::: THE DATA

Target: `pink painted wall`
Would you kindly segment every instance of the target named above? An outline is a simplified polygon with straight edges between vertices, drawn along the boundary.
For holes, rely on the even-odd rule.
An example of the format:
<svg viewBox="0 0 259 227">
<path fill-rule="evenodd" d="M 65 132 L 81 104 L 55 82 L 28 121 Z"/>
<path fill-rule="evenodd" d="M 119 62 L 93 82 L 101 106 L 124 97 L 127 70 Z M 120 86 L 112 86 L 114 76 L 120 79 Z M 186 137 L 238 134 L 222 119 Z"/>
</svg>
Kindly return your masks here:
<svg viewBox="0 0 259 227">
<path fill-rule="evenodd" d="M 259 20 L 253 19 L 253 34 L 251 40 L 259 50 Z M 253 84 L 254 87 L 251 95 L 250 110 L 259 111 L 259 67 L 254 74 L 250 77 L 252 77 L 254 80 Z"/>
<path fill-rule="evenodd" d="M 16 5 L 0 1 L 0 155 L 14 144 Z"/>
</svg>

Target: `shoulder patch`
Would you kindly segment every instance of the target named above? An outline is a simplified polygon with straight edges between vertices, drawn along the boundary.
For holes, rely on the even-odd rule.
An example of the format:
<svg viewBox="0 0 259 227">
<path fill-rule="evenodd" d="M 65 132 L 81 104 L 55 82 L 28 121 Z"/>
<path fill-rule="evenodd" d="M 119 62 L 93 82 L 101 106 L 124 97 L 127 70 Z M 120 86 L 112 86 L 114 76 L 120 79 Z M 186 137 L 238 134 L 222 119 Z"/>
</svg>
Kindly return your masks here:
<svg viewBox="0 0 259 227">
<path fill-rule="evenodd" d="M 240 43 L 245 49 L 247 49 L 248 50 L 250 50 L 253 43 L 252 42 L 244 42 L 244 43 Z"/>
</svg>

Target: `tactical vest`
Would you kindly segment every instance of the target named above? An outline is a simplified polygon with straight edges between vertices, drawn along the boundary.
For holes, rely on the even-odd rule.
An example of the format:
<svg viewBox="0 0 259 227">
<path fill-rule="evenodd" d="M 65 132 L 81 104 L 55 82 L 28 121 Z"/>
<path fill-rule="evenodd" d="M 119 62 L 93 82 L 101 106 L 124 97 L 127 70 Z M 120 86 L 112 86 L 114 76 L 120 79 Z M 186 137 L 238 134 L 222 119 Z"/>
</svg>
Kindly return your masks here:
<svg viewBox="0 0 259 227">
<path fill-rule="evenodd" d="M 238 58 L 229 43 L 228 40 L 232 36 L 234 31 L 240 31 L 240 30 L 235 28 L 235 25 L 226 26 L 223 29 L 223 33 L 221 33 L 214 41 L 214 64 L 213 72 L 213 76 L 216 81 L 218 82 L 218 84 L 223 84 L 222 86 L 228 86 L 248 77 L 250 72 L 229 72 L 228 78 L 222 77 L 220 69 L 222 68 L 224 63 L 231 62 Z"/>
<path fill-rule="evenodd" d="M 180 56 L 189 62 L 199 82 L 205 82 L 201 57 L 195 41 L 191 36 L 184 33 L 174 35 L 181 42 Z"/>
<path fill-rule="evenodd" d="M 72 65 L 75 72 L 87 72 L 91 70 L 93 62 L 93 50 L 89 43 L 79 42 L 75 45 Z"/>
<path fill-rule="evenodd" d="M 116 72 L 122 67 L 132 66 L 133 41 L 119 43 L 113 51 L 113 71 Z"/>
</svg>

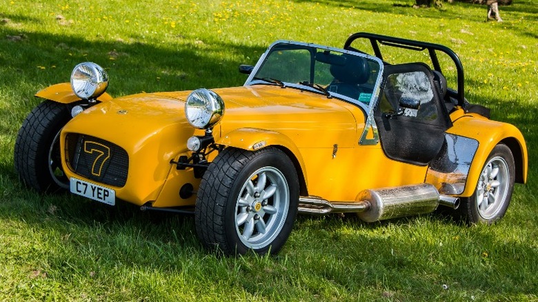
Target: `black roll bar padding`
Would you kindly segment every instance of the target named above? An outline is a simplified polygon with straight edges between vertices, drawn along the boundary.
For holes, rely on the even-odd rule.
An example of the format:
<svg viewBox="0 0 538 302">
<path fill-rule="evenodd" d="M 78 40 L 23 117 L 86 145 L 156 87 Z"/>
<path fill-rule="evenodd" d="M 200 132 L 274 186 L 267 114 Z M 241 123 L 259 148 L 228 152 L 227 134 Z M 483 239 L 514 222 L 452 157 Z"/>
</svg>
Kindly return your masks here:
<svg viewBox="0 0 538 302">
<path fill-rule="evenodd" d="M 383 55 L 381 53 L 379 44 L 416 51 L 423 51 L 424 50 L 428 50 L 428 52 L 430 54 L 430 58 L 432 60 L 432 63 L 433 64 L 433 68 L 435 70 L 437 70 L 439 72 L 441 71 L 441 66 L 439 65 L 439 59 L 437 59 L 437 54 L 435 51 L 439 50 L 444 52 L 448 55 L 450 59 L 452 59 L 456 66 L 456 70 L 457 71 L 458 77 L 458 89 L 456 99 L 458 101 L 458 105 L 462 107 L 466 106 L 467 102 L 465 99 L 464 92 L 464 66 L 461 65 L 461 61 L 459 60 L 459 57 L 451 49 L 441 44 L 422 42 L 415 40 L 409 40 L 407 39 L 397 38 L 395 37 L 383 36 L 382 34 L 372 34 L 370 32 L 357 32 L 350 35 L 346 41 L 346 43 L 343 44 L 343 49 L 350 49 L 350 46 L 351 46 L 351 43 L 357 39 L 367 39 L 370 40 L 370 43 L 372 44 L 372 48 L 374 50 L 375 57 L 378 57 L 381 60 L 383 60 Z"/>
</svg>

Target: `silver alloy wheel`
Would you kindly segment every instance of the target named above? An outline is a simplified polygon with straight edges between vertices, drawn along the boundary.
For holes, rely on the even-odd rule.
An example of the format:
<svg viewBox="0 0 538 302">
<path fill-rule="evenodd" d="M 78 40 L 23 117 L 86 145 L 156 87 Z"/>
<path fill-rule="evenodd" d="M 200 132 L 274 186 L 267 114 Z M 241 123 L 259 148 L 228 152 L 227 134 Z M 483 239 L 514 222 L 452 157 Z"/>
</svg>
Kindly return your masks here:
<svg viewBox="0 0 538 302">
<path fill-rule="evenodd" d="M 52 140 L 52 143 L 50 144 L 50 148 L 48 150 L 48 171 L 57 185 L 63 189 L 69 189 L 69 181 L 61 167 L 60 132 L 61 132 L 61 130 L 58 131 L 58 133 L 54 136 L 54 139 Z"/>
<path fill-rule="evenodd" d="M 510 170 L 506 161 L 494 157 L 486 164 L 480 174 L 476 191 L 477 209 L 486 220 L 496 217 L 507 202 Z"/>
<path fill-rule="evenodd" d="M 288 215 L 290 188 L 272 167 L 259 169 L 243 185 L 235 205 L 235 230 L 249 248 L 261 249 L 280 234 Z"/>
</svg>

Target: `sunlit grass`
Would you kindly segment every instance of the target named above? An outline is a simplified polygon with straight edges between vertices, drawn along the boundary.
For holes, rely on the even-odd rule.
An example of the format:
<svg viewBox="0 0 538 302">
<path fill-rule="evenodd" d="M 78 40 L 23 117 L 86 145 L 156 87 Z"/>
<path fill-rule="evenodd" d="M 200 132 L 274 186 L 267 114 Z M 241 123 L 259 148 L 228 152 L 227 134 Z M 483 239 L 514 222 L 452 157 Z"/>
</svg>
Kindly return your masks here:
<svg viewBox="0 0 538 302">
<path fill-rule="evenodd" d="M 459 3 L 436 10 L 376 0 L 72 2 L 0 3 L 0 300 L 538 299 L 532 1 L 501 7 L 500 23 L 484 22 L 484 6 Z M 39 102 L 33 94 L 68 81 L 81 61 L 106 68 L 114 96 L 240 85 L 237 66 L 255 63 L 276 39 L 341 47 L 359 31 L 452 48 L 469 101 L 521 129 L 529 183 L 516 186 L 501 223 L 301 217 L 278 256 L 222 258 L 202 248 L 190 217 L 39 195 L 14 174 L 13 145 Z"/>
</svg>

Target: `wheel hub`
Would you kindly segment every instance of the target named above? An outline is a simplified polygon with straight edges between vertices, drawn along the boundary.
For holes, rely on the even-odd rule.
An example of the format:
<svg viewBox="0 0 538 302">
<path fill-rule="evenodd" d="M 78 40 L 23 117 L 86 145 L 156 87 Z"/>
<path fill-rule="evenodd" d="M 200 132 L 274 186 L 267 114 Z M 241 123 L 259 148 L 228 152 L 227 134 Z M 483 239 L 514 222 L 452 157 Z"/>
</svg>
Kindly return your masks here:
<svg viewBox="0 0 538 302">
<path fill-rule="evenodd" d="M 261 210 L 261 203 L 258 201 L 255 201 L 252 208 L 255 212 L 259 212 L 259 210 Z"/>
</svg>

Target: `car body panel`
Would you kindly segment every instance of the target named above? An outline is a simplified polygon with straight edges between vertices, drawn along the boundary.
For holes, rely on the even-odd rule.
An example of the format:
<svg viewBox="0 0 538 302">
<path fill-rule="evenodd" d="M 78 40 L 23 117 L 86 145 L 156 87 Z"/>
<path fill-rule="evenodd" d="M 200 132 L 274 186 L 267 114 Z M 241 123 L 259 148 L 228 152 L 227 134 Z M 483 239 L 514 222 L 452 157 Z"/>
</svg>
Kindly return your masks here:
<svg viewBox="0 0 538 302">
<path fill-rule="evenodd" d="M 519 182 L 525 183 L 527 177 L 528 154 L 527 146 L 521 132 L 514 125 L 486 119 L 479 114 L 465 113 L 458 110 L 452 116 L 455 117 L 454 125 L 447 133 L 460 135 L 475 139 L 479 142 L 478 149 L 469 170 L 464 191 L 459 195 L 469 197 L 475 191 L 476 183 L 482 170 L 486 159 L 495 146 L 509 139 L 513 139 L 519 144 L 519 150 L 512 148 L 515 158 L 521 159 L 521 164 L 516 168 Z"/>
<path fill-rule="evenodd" d="M 74 94 L 73 90 L 71 88 L 71 84 L 69 83 L 61 83 L 59 84 L 47 87 L 45 89 L 38 91 L 37 93 L 35 94 L 35 96 L 64 104 L 69 104 L 80 101 L 80 98 Z M 110 101 L 112 99 L 112 97 L 110 94 L 105 92 L 99 96 L 97 98 L 97 100 L 100 101 Z"/>
</svg>

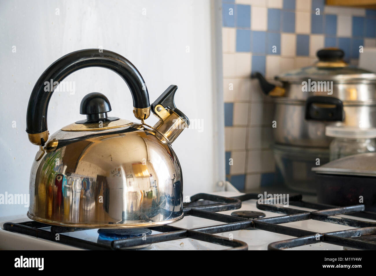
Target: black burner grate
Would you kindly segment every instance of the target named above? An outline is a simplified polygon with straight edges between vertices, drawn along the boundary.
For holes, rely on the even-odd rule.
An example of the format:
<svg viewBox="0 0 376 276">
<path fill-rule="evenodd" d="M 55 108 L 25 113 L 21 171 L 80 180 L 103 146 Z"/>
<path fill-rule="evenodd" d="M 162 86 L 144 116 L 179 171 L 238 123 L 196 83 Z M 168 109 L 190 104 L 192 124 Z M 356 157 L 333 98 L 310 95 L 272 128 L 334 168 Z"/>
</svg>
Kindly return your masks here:
<svg viewBox="0 0 376 276">
<path fill-rule="evenodd" d="M 231 240 L 214 234 L 253 228 L 297 237 L 271 243 L 268 247 L 269 250 L 280 250 L 320 242 L 356 249 L 376 250 L 376 243 L 369 241 L 374 240 L 374 239 L 359 238 L 360 237 L 371 237 L 372 235 L 376 235 L 376 222 L 337 216 L 350 214 L 352 216 L 360 218 L 376 220 L 376 213 L 365 211 L 364 206 L 362 204 L 339 207 L 305 202 L 302 200 L 301 196 L 298 195 L 289 197 L 290 205 L 315 209 L 317 211 L 309 212 L 298 209 L 281 207 L 277 205 L 257 203 L 257 207 L 261 210 L 282 214 L 284 215 L 249 219 L 217 213 L 239 209 L 241 206 L 242 201 L 258 199 L 258 194 L 249 193 L 238 197 L 226 198 L 208 194 L 197 194 L 191 198 L 191 202 L 184 204 L 184 216 L 207 219 L 224 222 L 224 224 L 193 229 L 182 228 L 171 225 L 154 227 L 149 229 L 161 233 L 148 236 L 146 239 L 147 240 L 143 237 L 136 237 L 116 240 L 109 244 L 104 244 L 65 235 L 60 235 L 59 240 L 56 241 L 55 238 L 57 234 L 85 229 L 52 226 L 50 231 L 47 231 L 41 228 L 50 225 L 35 221 L 20 223 L 8 222 L 4 223 L 4 229 L 13 232 L 87 249 L 121 250 L 144 244 L 189 238 L 229 247 L 232 249 L 247 250 L 248 245 L 243 241 Z M 280 225 L 308 219 L 355 228 L 328 233 L 317 233 Z"/>
</svg>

::::::

Please identify each line in the listing above that contains the string "wheel" and copy those lines. Case counts.

Target: `silver alloy wheel`
Target: `wheel hub`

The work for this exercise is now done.